## Excerpted data
## BEGIN

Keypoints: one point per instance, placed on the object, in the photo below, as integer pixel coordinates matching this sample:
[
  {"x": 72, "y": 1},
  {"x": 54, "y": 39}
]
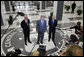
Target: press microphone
[{"x": 20, "y": 13}]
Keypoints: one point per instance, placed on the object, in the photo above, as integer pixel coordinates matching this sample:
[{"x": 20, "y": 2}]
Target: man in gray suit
[{"x": 41, "y": 27}]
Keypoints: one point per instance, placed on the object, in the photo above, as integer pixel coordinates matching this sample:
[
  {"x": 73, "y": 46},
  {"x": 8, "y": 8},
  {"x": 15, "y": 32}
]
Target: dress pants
[
  {"x": 52, "y": 33},
  {"x": 26, "y": 37},
  {"x": 40, "y": 37}
]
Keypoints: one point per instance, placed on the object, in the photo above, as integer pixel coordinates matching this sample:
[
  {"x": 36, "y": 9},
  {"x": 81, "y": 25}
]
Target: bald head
[
  {"x": 25, "y": 17},
  {"x": 53, "y": 17}
]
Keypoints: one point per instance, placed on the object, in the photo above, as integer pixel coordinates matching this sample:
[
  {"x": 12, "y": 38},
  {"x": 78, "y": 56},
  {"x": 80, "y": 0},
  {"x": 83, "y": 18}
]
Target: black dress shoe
[
  {"x": 41, "y": 42},
  {"x": 26, "y": 44},
  {"x": 29, "y": 41}
]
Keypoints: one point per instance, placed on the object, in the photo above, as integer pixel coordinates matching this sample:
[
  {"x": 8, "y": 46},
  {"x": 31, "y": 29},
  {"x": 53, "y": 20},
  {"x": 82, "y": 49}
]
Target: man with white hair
[{"x": 25, "y": 24}]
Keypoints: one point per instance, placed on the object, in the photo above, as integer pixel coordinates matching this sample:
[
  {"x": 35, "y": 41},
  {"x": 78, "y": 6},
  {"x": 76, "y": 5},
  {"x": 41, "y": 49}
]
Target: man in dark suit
[
  {"x": 73, "y": 7},
  {"x": 25, "y": 24},
  {"x": 41, "y": 27},
  {"x": 52, "y": 24}
]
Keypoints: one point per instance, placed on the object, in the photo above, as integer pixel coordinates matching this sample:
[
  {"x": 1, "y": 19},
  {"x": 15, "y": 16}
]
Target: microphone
[{"x": 20, "y": 13}]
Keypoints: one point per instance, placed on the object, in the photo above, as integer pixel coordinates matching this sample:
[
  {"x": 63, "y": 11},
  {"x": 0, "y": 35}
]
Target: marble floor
[{"x": 14, "y": 37}]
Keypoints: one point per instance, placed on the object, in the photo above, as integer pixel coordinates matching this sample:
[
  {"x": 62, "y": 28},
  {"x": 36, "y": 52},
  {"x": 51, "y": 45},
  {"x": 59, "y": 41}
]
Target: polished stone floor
[{"x": 14, "y": 37}]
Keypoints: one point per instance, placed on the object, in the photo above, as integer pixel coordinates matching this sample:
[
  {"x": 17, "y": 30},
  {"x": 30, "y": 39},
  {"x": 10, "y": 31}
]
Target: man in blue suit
[{"x": 41, "y": 27}]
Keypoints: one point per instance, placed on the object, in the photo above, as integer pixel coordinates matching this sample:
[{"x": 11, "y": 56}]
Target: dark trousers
[
  {"x": 72, "y": 10},
  {"x": 40, "y": 37},
  {"x": 26, "y": 37},
  {"x": 52, "y": 33}
]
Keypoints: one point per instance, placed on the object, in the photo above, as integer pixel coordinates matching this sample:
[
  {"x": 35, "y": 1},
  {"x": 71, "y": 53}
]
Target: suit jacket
[
  {"x": 39, "y": 28},
  {"x": 76, "y": 28},
  {"x": 52, "y": 26},
  {"x": 25, "y": 27}
]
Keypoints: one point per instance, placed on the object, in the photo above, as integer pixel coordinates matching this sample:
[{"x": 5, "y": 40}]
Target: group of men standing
[{"x": 41, "y": 28}]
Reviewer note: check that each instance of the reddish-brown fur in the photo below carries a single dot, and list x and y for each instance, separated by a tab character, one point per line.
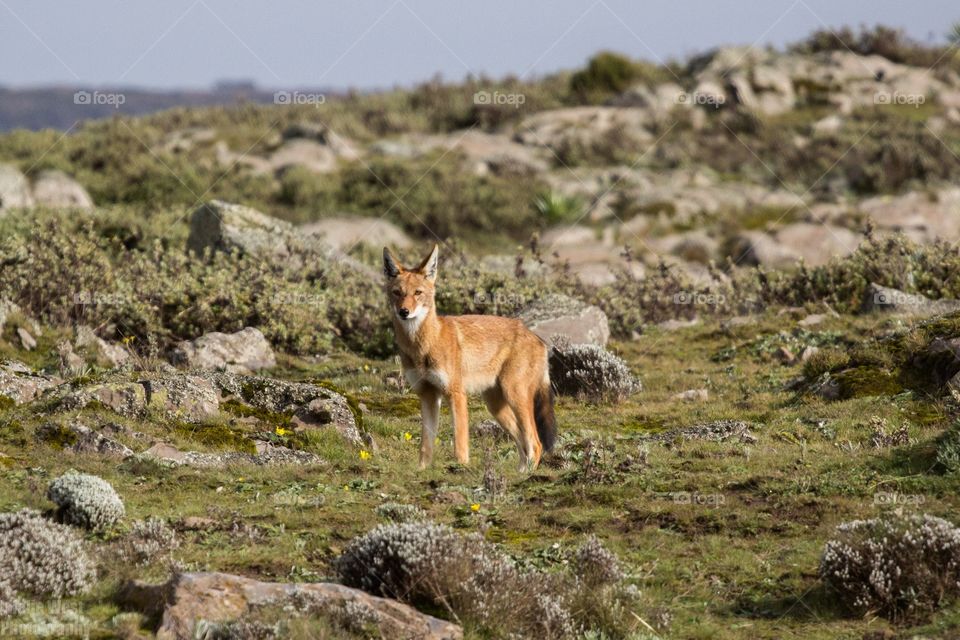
451	356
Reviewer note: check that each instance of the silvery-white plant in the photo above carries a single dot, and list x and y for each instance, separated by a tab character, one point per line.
86	501
40	557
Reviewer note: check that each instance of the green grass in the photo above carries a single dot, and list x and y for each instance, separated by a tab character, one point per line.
723	539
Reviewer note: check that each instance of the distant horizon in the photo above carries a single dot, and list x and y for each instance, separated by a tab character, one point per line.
193	45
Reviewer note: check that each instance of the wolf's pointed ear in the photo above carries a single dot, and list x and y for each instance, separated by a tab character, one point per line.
391	268
429	266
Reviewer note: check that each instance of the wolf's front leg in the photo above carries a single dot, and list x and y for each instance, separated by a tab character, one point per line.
430	412
461	426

## END

## Task
Please rewrite all of the material above with every "one point per instance" changed to "a single point per instance" and nothing else altered. Omit the pictures from your answer.

## Result of this task
Keypoints: a single point per instance, placed on the object, in the photo below, as integer pixel coordinates matching this sample:
[
  {"x": 72, "y": 1},
  {"x": 54, "y": 39}
]
Target: press microphone
[{"x": 20, "y": 13}]
Keypoints: a single point per instance, placed on the object, in the photo above, as integer pixel coordinates matching this sample:
[{"x": 20, "y": 2}]
Target: man in gray suit
[{"x": 41, "y": 27}]
Keypoints: a single point per instance, placed on the object, in the photo above, as integer pixel coordinates matching this sample:
[
  {"x": 73, "y": 46},
  {"x": 8, "y": 8},
  {"x": 15, "y": 32}
]
Target: dress pants
[
  {"x": 52, "y": 33},
  {"x": 26, "y": 37},
  {"x": 40, "y": 37}
]
Keypoints: a single point per instance, placed on the object, in the photo above, as integer pixel coordinates matching this sample:
[
  {"x": 36, "y": 9},
  {"x": 81, "y": 25}
]
Target: bald head
[
  {"x": 25, "y": 17},
  {"x": 53, "y": 17}
]
Keypoints: a single point per instance, placed on the object, in the photo above, as integer pixel coordinates matching this sample:
[
  {"x": 12, "y": 38},
  {"x": 78, "y": 56},
  {"x": 80, "y": 0},
  {"x": 83, "y": 18}
]
Target: black dress shoe
[
  {"x": 41, "y": 42},
  {"x": 26, "y": 44},
  {"x": 29, "y": 41}
]
Keypoints: a single point per instance, placed on the object, in the photo above, as integer pixel coordinates matching this sample:
[
  {"x": 8, "y": 46},
  {"x": 31, "y": 29},
  {"x": 53, "y": 20},
  {"x": 82, "y": 49}
]
Target: man with white hair
[{"x": 25, "y": 24}]
Keypoints: a single point per instance, placed on the object, in the photo above, as integer pixel coordinates matching this sample:
[
  {"x": 35, "y": 41},
  {"x": 78, "y": 6},
  {"x": 76, "y": 5},
  {"x": 41, "y": 49}
]
Target: man in dark suit
[
  {"x": 73, "y": 7},
  {"x": 25, "y": 24},
  {"x": 41, "y": 27},
  {"x": 52, "y": 24}
]
Keypoints: a single point per instance, placed on the object, in the photo above, as integer pixel coordinates matching this sample:
[
  {"x": 1, "y": 19},
  {"x": 15, "y": 16}
]
Target: microphone
[{"x": 20, "y": 13}]
Keypoints: a single point per instance, placed on the object, in the photo above, as integer pixel coordinates matching this sample:
[
  {"x": 63, "y": 11},
  {"x": 0, "y": 35}
]
Target: marble floor
[{"x": 14, "y": 37}]
Keypoints: a single point per instance, placed on the object, in the photo above, as integer pixel coordinates matching this sample:
[
  {"x": 62, "y": 28},
  {"x": 36, "y": 52},
  {"x": 51, "y": 45},
  {"x": 59, "y": 41}
]
Target: polished stone floor
[{"x": 14, "y": 37}]
Keypoints: a single point per instance, placed on the object, in the photo above, as integer pixel coordinates matching this sample:
[
  {"x": 17, "y": 30},
  {"x": 30, "y": 39},
  {"x": 10, "y": 31}
]
Target: man in blue suit
[{"x": 41, "y": 27}]
Keypoints: a single point per instance, placed on the object, in the photo above, as integer pixel coordinates matching this sample:
[{"x": 11, "y": 56}]
Target: dark trousers
[
  {"x": 72, "y": 10},
  {"x": 40, "y": 37},
  {"x": 26, "y": 37},
  {"x": 52, "y": 33}
]
Keypoints: a single point per instance, placed on the object, in the photo above, as integer pixel coordinates matching this sample:
[
  {"x": 35, "y": 1},
  {"x": 71, "y": 53}
]
Target: suit jacket
[
  {"x": 39, "y": 28},
  {"x": 76, "y": 28},
  {"x": 52, "y": 26},
  {"x": 25, "y": 27}
]
Keypoints: a single point per instance, placed on the object, in the photo above, as integer pixel coordinates matching this sample:
[{"x": 5, "y": 40}]
Target: group of men standing
[{"x": 41, "y": 28}]
Reviewer note: check that each instance of the reddish-brown fur in the photo below carries a single dot, and list x and y for each instance, separated by a tab character, one point per line.
451	356
Reviewer note: check that each instance of the silvery-white plant in the photo above carries a single dot, and list x and y for each instance, separated by a tab character, one point per line.
86	501
40	557
Reviewer note: check that each instance of the green grass in the photo above carries a single dot, and list x and y for each instance, separated by a tab character, one point per line.
723	539
Reviewer note: check that each instance of the distant horizon in the photo above carries a single dot, and list x and y for each instance, separated by a tab character, one point per line.
193	45
Reviewer note: check that each instance of the wolf's pointed ear in the photo above carries a single dot, and list x and y for each instance, separated by a tab character, one point per line.
391	268
429	266
Reviewer note: check that each instance of the wolf's front leg in the photo above carries a single dot, and list x and y for each instance, separated by a tab character, one point per line.
430	412
461	426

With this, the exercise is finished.